The task -
Return the records that follow, matching each one exactly.

Exercise data -
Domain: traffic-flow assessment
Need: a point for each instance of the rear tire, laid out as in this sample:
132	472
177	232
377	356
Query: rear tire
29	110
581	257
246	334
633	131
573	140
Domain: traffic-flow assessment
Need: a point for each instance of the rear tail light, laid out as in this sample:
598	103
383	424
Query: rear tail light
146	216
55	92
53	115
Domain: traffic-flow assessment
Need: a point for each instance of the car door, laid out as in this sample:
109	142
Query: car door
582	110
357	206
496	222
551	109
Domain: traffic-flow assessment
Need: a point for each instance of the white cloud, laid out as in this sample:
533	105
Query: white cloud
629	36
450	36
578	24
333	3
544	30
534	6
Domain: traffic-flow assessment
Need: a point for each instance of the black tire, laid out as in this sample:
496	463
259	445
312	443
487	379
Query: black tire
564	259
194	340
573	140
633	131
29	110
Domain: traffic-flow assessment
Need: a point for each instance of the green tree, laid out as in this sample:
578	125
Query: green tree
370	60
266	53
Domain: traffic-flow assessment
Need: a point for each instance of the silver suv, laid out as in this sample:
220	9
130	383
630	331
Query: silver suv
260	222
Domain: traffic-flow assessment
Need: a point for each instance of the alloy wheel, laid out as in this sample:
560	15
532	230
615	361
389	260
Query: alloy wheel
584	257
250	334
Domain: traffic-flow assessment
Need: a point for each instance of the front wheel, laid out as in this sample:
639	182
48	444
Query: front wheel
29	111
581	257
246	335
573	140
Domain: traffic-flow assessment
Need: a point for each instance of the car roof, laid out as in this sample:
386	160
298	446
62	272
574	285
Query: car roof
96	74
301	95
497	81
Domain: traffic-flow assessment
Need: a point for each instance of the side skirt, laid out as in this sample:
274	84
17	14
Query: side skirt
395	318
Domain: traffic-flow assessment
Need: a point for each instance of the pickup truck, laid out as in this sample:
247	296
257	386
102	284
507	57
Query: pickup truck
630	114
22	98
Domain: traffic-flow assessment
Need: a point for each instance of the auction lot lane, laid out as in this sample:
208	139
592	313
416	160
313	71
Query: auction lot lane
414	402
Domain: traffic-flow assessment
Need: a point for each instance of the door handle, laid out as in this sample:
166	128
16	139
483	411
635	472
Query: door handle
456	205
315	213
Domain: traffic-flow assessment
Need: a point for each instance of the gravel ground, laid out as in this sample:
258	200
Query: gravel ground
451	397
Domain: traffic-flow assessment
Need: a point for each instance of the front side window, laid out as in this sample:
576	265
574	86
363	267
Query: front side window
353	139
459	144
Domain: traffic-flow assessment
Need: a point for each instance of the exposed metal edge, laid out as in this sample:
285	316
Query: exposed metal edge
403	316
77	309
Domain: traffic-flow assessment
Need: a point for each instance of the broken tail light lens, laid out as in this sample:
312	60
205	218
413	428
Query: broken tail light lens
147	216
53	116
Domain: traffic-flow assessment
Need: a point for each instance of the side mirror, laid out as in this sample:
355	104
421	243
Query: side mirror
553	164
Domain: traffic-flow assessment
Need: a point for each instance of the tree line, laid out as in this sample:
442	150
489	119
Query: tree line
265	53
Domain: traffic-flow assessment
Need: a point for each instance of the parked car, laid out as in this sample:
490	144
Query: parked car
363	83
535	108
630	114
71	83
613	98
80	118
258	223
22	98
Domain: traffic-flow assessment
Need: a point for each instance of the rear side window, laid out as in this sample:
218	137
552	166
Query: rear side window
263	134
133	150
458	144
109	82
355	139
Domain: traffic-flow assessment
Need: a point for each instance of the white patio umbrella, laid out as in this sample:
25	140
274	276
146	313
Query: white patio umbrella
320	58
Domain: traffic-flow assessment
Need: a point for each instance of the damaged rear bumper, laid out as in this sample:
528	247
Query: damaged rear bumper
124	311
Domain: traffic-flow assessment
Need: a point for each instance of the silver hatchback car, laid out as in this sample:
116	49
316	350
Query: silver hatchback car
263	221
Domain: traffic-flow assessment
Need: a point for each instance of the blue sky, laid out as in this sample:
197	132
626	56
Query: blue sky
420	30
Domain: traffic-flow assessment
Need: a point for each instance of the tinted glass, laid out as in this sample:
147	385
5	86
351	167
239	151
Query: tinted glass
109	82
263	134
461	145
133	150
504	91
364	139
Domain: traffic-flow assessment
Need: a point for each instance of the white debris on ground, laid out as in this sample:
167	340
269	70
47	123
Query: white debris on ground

Exercise result -
Domain: traffic-flow assessment
Need: a point for each instance of the rear tire, laid out as in this sample:
132	472
177	232
377	356
Query: rear tire
29	110
581	257
246	334
633	131
573	140
Domain: traffic-flow assessment
Need: a point for each instance of the rear tail light, laid out as in this sample:
598	103
383	424
Query: rear tail light
146	216
55	92
53	115
Domain: traffic-flow assessment
Need: a point for each instance of the car door, laid out as in this sample:
109	142
Query: car door
582	110
357	206
496	222
551	109
Domain: traffic-flow assessment
Need: a point for each instance of the white cloud, laid out as in this sample:
533	105
Query: white cloud
629	36
450	36
578	24
333	3
544	30
534	6
Domain: traffic-flow assessment
Need: a point for each instance of the black tire, laid out as in this sample:
496	463
259	445
312	443
487	379
Query: black tire
564	259
194	340
573	140
633	131
29	110
Domain: traffic-flow assessment
Need: a point for each instance of the green tree, laid out as in this sample:
578	125
Query: green tree
370	60
266	53
Domain: traffic-flow assessment
Need: a point for each instance of the silver suv, laid out as in this sample:
220	9
130	383
630	331
Query: silver suv
260	222
Domain: traffic-flow assessment
Need: a point for each instance of the alloy wheel, laid out as in this sample:
560	15
532	230
615	361
389	260
Query: alloy wheel
584	257
250	334
Domain: traffic-flow assessment
Need: a point for each instance of the front wheel, laid out as in this sample:
639	182
48	444
Query: front wheel
29	111
581	257
246	335
573	140
Domain: traffic-flow assessment
Need: a point for each instance of the car roof, laid out as in this sample:
386	160
298	446
62	272
574	285
Query: car roof
96	74
301	95
497	81
Domain: traffic-flow assessment
Need: a point for each instance of the side skirt, laid out as in this sample:
274	84
17	14
Query: side skirt
395	318
Domain: traffic-flow assessment
Need: a point for each instance of the pickup truck, laid out as in this sample:
247	296
257	386
102	284
507	57
Query: pickup truck
630	114
22	98
Domain: traffic-flow assessment
Need: a point for each instance of the auction lot lane, laid out as in this sample:
208	139
592	313
416	160
313	71
Query: auction lot lane
414	402
Domain: traffic-flow assessment
Need: a point for each instance of the door handle, laid out as in this sample:
166	128
16	139
483	411
635	472
Query: door handle
456	205
315	213
Domain: traffic-flow assessment
Need: a point for each instance of the gravel ground, laid out as in this sample:
258	200
Query: gravel ground
451	397
Domain: traffic-flow assessment
Need: a point for each instance of the front side window, laid out as in this sample:
576	265
574	86
363	267
Query: front side window
353	139
459	144
Domain: traffic-flow assessment
Need: a point for each instance of the exposed metal edge, laid out as in this sample:
285	316
Query: exposed metal edge
403	316
77	309
Domain: traffic-flow assessment
Need: a point for each instance of the broken tail light lens, laid out as in this sample:
312	60
205	218
413	428
Query: broken tail light lens
147	216
53	116
Domain: traffic-flow assessment
Need: a point for each instance of the side mirror, laid out as in this sample:
355	104
421	243
Query: side mirror
553	164
Domain: traffic-flow assessment
Need: a point for each instance of the tree line, laid out as in this sample:
442	150
489	119
Query: tree line
265	53
Domain: traffic-flow assessment
Need: a point for each instance of the parked car, laid out as in this sample:
490	144
Query: parked car
363	83
535	108
630	114
71	83
613	98
80	118
258	223
22	98
Domain: traffic-flow assessment
Need: a point for each instance of the rear side window, laid out as in this sample:
218	137
552	166
Query: rear side window
263	134
133	150
458	144
109	82
355	139
Domain: traffic-flow assessment
Need: a point for each instance of the white patio umbrella, laid out as in this sample:
25	140
274	276
146	313
Query: white patio umbrella
320	58
Domain: traffic-flow assessment
Need: a point for each instance of the damaged rear bumper, laid out as in this sample:
528	247
Query: damaged rear bumper
124	311
Domain: traffic-flow assessment
Need: a point for each instance of the silver hatchback car, laid out as in this sample:
116	49
316	350
Query: silver hatchback car
263	221
Domain: traffic-flow assessment
Need: a point for each instance of the blue sky, laid out as in this sample:
197	132
626	56
Query: blue sky
420	30
Domain: traffic-flow assessment
Need: a point for each instance of the tinted glass, laid out as in this sample:
147	385
5	86
351	167
239	151
Query: tinted glass
109	82
263	134
461	145
133	150
504	91
364	139
Domain: traffic-flow assessment
Need: a point for each instance of the white debris on ground, laid out as in this sample:
167	340
269	70
47	123
Query: white debris on ground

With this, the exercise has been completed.